━━ Source material
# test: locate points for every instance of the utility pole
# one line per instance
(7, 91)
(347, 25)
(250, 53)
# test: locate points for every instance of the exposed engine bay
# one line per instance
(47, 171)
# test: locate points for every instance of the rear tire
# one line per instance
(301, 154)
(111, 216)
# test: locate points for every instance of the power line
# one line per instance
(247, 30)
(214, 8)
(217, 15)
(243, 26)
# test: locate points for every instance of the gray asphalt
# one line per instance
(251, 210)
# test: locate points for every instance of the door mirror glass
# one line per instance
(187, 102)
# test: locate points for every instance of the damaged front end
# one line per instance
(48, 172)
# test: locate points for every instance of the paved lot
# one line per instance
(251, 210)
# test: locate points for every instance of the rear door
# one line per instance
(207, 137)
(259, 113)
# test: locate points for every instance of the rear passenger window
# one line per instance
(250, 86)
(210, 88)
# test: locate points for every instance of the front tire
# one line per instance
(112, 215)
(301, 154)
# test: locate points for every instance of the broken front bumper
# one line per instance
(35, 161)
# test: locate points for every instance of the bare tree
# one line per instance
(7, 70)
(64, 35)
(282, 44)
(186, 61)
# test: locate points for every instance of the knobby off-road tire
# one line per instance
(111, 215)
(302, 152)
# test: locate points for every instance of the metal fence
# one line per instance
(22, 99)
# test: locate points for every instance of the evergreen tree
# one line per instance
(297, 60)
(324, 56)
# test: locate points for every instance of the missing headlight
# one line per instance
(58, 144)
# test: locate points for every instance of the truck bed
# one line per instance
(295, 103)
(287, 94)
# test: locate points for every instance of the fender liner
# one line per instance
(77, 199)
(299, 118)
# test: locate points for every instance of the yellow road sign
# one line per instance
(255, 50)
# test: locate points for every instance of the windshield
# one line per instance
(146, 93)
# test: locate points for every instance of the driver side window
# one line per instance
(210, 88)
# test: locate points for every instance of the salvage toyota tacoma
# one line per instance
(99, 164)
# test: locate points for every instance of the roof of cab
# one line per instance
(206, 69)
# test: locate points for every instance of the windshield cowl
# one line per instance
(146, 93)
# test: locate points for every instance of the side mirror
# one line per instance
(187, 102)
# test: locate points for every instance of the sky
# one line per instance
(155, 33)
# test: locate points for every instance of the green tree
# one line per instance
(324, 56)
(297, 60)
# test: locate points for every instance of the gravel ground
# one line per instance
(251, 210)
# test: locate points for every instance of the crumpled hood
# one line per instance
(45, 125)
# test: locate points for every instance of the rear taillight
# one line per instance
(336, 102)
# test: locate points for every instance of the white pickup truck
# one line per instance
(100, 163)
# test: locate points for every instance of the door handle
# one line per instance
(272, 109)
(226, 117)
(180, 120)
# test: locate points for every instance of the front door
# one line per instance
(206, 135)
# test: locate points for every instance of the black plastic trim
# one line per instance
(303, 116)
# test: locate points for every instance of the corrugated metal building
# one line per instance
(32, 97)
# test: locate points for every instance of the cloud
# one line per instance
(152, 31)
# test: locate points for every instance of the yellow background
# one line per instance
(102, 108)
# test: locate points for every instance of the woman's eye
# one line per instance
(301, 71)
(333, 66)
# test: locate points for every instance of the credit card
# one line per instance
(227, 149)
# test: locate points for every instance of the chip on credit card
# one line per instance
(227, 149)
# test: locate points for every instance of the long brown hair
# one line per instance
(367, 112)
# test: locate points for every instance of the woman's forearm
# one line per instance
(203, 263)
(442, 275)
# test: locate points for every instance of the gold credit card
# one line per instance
━━━━
Written exercise: Please copy out each record, character for character.

Result of this task:
# test: locate points for every instance of the utility pole
# one line per instance
(7, 91)
(347, 25)
(250, 53)
# test: locate points for every instance of the exposed engine bay
# one line per instance
(47, 171)
# test: locate points for every instance of the rear tire
# one line per instance
(301, 154)
(111, 216)
# test: locate points for every instance of the power line
# one line per instance
(247, 30)
(214, 8)
(217, 15)
(243, 26)
# test: locate points for every instance of the gray asphalt
# one line per instance
(251, 210)
# test: locate points for every instance of the door mirror glass
# one line per instance
(187, 102)
# test: locate points for every instance of the damaged front end
# one line per instance
(48, 172)
# test: locate points for every instance of the paved lot
# one line per instance
(251, 210)
# test: locate points for every instance of the rear door
# one line per instance
(207, 137)
(259, 113)
# test: locate points for every instance of the rear passenger window
# one line per instance
(250, 86)
(210, 88)
# test: locate points for every instance of the front tire
# one line per instance
(112, 215)
(301, 154)
# test: locate points for every instance of the broken front bumper
# one line per instance
(35, 161)
# test: locate points for every instance of the bare tree
# one line per instance
(7, 70)
(64, 35)
(282, 44)
(186, 61)
# test: locate points for every instance of the knobby off-road tire
# one line per instance
(111, 215)
(302, 152)
# test: locate points for every instance of the metal fence
# one line per instance
(22, 99)
# test: locate points for every instance of the evergreen tree
# one line per instance
(297, 60)
(324, 56)
# test: locate points for every instance of the missing headlight
# one line per instance
(58, 144)
# test: locate points for every instance of the truck bed
# one line per instance
(295, 103)
(287, 94)
# test: locate points for every instance of the fender liner
# one line per instance
(77, 199)
(299, 118)
# test: locate points for every instance of the yellow road sign
# one line per instance
(255, 50)
# test: locate points for every instance of the windshield
# one line per instance
(146, 93)
# test: locate points for every instance of the driver side window
# one line per instance
(210, 88)
# test: locate points for every instance of the salvage toyota tacoma
# one line per instance
(99, 164)
# test: locate points for every instance of the roof of cab
# one line per instance
(206, 69)
# test: locate points for every instance of the windshield cowl
# one line per instance
(146, 93)
# test: locate points for every instance of the side mirror
# one line per instance
(187, 102)
# test: locate points for every instance of the sky
# one line per instance
(155, 33)
# test: locate points for every instance of the green tree
# one line per instance
(324, 56)
(297, 60)
# test: locate points for every instance of the gravel ground
# one line per instance
(251, 210)
# test: locate points for every instance of the crumpled hood
# one line per instance
(45, 125)
# test: locate points for every instance of the rear taillight
# one line per instance
(336, 102)
# test: locate points for every instance of the white pickup truck
# one line per instance
(100, 163)
# test: locate points for every instance of the door handle
# one line per instance
(272, 109)
(226, 117)
(180, 120)
# test: locate points for every instance of the front door
# one line per instance
(206, 135)
# test: locate points for every instance of the black plastic trim
# one line per instance
(303, 116)
# test: locate points for every instance of the corrugated metal building
# one line per instance
(32, 97)
# test: locate points for every instance of the cloud
# one line per instance
(152, 31)
# test: locate points for every instance of the yellow background
# one line per instance
(102, 108)
# test: locate points for every instance of the woman's eye
# one line per instance
(301, 71)
(333, 66)
# test: locate points for every instance of the credit card
# one line per instance
(227, 149)
# test: locate points for every instance of the chip on credit card
# one line per instance
(227, 149)
# test: locate points for every instance of the long brown hair
# one line per instance
(367, 112)
# test: locate points for every instance of the woman's forearm
# one line per instance
(203, 263)
(442, 275)
# test: locate points for every instance of the gold credit card
# one line per instance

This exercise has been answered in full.